• _Document text_
============================================================

JET PUMP FOR GASEOUS MEDIUM

Abstract

A jet pump configured to control a feed of a gaseous medium, the jet pump comprising: a primary nozzle configured to feed a propellant and including a nozzle body and a nozzle needle longitudinally movable within the nozzle body so that a nozzle cross section of the primary nozzle is variably adjustable and closeable by the nozzle needle; a compression spring that urges the nozzle needle in a closing direction, wherein the nozzle needle includes a first pressure surface configured to be loaded with a pressure of the propellant in an opening direction that is opposite to the closing direction, and a second pressure surface configured to be loaded with a pressure of a secondary medium in the closing direction.

Description

RELATED APPLICATIONS

This application claims priority from and incorporates by reference German patent application DE 10 2022 115 196.4 filed on Jun. 17, 2022.

FIELD OF THE INVENTION

The invention relates to a jet pump for controlling a gaseous medium, in particular hydrogen.

BACKGROUND OF THE INVENTION

A jet pump also designated as an ejector uses kinetic energy of a propellant jet of a primary or propellant medium to suction a fluid surrounding a propellant nozzle or primary nozzle, also designated as secondary or suction medium that is pulled along and raised to a higher-pressure level. Thus, an achievable velocity of the propellant jet and thus available kinetic energy is determined among other things by a size of the smallest flow cross section within the propellant nozzle for a predetermined pressure upstream of the propellant nozzle.

In particular for ejectors with a large operating range, like e.g. in a mobile fuel cell application, the sizing of the propellant nozzle is non-trivial. On the one hand side the propellant nozzle must be large enough to provide the maximum required primary mass flow for a predetermined pressure. On the other hand side, the velocity of the propellant jet has to be large enough even for a small primary mass flow in order to pull along a sufficient amount of the secondary medium.

============================================================

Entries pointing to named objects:

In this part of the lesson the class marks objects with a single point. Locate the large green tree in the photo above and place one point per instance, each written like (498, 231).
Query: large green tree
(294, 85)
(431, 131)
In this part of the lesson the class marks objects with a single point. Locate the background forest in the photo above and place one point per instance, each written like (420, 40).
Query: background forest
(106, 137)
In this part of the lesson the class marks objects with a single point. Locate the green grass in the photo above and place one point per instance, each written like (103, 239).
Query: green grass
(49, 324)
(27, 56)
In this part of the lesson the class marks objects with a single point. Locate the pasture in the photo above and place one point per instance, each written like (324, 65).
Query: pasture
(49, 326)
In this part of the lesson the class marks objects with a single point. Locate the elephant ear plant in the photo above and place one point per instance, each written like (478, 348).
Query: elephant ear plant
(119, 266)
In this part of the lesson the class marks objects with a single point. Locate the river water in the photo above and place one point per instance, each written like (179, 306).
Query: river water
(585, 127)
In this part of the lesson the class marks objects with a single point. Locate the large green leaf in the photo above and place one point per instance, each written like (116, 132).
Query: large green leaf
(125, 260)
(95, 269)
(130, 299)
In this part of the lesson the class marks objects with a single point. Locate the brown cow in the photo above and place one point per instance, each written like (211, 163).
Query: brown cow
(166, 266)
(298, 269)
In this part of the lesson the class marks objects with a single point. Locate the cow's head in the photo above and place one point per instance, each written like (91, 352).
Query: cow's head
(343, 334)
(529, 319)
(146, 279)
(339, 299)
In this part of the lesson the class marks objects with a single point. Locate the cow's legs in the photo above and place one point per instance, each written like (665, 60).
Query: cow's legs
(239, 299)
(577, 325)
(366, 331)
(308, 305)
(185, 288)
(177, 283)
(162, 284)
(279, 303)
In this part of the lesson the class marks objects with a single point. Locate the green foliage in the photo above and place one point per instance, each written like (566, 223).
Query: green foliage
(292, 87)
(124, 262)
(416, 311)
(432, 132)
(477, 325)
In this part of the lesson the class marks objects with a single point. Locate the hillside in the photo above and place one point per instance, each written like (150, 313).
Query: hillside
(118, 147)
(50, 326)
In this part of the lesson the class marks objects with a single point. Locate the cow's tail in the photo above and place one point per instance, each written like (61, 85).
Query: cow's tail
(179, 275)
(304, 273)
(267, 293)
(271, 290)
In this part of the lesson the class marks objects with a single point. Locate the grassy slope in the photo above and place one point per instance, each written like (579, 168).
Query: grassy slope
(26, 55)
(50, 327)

============================================================

• _Task A_
Return each line of the rows that contains the word "tree".
• _Task B_
Please pick up the jet pump text after its final sentence and keep writing it.

• _Answer A_
In this part of the lesson the class marks objects with a single point. Locate the large green tree in the photo above and place one point per instance, each written like (498, 231).
Query: large green tree

• _Answer B_
Known solutions for this problem describe a propellant nozzle with a variable flow cross section. Thus, a nozzle needle arranged within the nozzle is typically moved along a longitudinal axis. This is performed by a direct actuation of the nozzle needle by a linear actuator.

An alternative solution uses plural propellant nozzles which are added in cascades. However, plural nozzles require plural valves for control which significantly increases parts requirements and complexity of the system.

The nozzle needle that is movable along a longitudinal axis is less complex, however the control by linear actuator also has disadvantages. Stepper motors that are used as control elements have insufficient dynamic response to regulate a pressure in a fuel cell in a mobile application. Furthermore, the stepper motors have a complex configuration and have to be sealed against the drive fluid.

BRIEF SUMMARY OF THE INVENTION

Thus, it is an object of the invention to provide an improved jet pump, it is another object of the invention to provide a fuel cell system with an improved jet pump.

It is another object of the invention to provide a method for controlling a propellant nozzle geometry of a jet pump which facilitates a use of jet pump with a simple configuration in a large operating range.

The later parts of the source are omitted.